Request => Edit the listing below by changing every "innermost point" to "central point", keeping all other text the same.

Dataset excerpts =>
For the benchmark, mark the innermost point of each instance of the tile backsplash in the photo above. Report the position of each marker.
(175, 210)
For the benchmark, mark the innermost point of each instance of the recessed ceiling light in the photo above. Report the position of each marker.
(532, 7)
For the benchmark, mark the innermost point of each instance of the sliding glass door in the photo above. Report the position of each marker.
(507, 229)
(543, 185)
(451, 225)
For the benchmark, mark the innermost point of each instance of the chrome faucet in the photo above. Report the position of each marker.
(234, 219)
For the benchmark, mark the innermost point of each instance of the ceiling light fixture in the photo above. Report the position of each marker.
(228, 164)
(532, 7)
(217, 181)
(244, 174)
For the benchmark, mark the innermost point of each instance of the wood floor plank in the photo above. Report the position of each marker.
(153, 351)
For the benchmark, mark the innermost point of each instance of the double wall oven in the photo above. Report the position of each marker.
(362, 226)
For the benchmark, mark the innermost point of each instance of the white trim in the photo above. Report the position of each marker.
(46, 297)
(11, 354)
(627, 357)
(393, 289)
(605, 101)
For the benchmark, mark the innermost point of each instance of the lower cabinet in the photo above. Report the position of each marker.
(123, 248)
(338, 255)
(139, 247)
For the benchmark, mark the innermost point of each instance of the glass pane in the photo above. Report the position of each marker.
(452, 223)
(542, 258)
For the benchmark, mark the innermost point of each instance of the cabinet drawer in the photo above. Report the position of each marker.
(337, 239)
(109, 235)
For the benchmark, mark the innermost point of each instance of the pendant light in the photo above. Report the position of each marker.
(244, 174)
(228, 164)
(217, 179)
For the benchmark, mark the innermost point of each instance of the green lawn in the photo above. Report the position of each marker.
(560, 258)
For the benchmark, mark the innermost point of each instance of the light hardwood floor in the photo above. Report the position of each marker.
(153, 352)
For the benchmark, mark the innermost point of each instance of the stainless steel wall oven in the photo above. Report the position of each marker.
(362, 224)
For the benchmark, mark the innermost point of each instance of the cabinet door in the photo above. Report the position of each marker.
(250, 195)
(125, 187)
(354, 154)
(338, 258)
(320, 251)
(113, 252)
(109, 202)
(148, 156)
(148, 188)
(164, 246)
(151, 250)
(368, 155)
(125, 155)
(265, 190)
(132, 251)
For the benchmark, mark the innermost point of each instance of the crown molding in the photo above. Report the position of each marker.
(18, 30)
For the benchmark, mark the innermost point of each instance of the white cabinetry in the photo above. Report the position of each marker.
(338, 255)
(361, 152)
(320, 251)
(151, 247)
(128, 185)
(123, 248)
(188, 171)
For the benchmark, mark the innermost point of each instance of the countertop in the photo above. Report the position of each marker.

Completed exercise =>
For the benchmark, mark the central point of each instance of the tile backsplash in the photo above. Report the position of each marker.
(175, 210)
For the benchmark, mark the central point of each instance of the recessed ceiling light in the photo above. Report the position of each marker.
(532, 7)
For the benchmark, mark the central point of each instance of the sliding glass door in the photo above. Report the position of each marker.
(507, 229)
(543, 185)
(451, 225)
For the benchmark, mark the central point of each instance of the chrome faucet in the photo above. Report the position of each marker.
(234, 219)
For the benchmark, mark the central point of each instance of the ceiling light fixture in the photo above. Report the position of each marker.
(228, 164)
(532, 7)
(217, 181)
(244, 174)
For the benchmark, mark the central point of each instance of the wood floor plank in the photo above. Report the position of each marker.
(153, 351)
For the benchmark, mark the central point of each instance of the double wall oven in the photo above. Report the position of each marker.
(362, 226)
For the benchmark, mark the central point of each instance of the white trim in the photo above. Report the position of each marker.
(46, 297)
(11, 354)
(627, 357)
(393, 289)
(605, 101)
For the benchmark, mark the central point of each instance of the lower cabinet in the photo above. Report the position of each marker.
(123, 248)
(338, 255)
(139, 247)
For the benchmark, mark the central point of each instance of the glass pane in the photo above. Report the position of each marker.
(452, 223)
(542, 258)
For the benchmark, mark the central point of each instance of the cabinet drawer in the photo above. Report the position of each marker.
(337, 239)
(109, 235)
For the benchmark, mark the central point of each instance of the pendant light in the photo above. Report the position of each marker.
(244, 174)
(228, 164)
(217, 179)
For the benchmark, mark the central point of each instance of the green lawn in the photo above. Report the position of each marker.
(560, 258)
For the benchmark, mark the central point of each instance of the light hardwood floor in the photo above. Report the position of each marker.
(153, 352)
For the benchmark, mark the central point of each instance of the stainless steel wall oven in the photo above. Report the position of each marker.
(362, 224)
For the benchmark, mark the central point of each instance of the cabinet door in the photo above. Report the position of each marker.
(250, 195)
(125, 187)
(354, 154)
(338, 258)
(320, 251)
(113, 252)
(109, 202)
(148, 156)
(148, 188)
(164, 246)
(151, 250)
(368, 155)
(125, 155)
(265, 190)
(132, 251)
For the benchmark, mark the central point of each instance of the crown molding in the photo above. Report the position of each marker.
(18, 30)
For the benchmark, mark the central point of each instance of the white cabinetry in the photo above. Report the position of each marker.
(338, 255)
(361, 152)
(320, 251)
(151, 247)
(128, 185)
(123, 248)
(188, 171)
For the benchmark, mark the central point of each instance of the countertop in the photo above. Report the position of each marker.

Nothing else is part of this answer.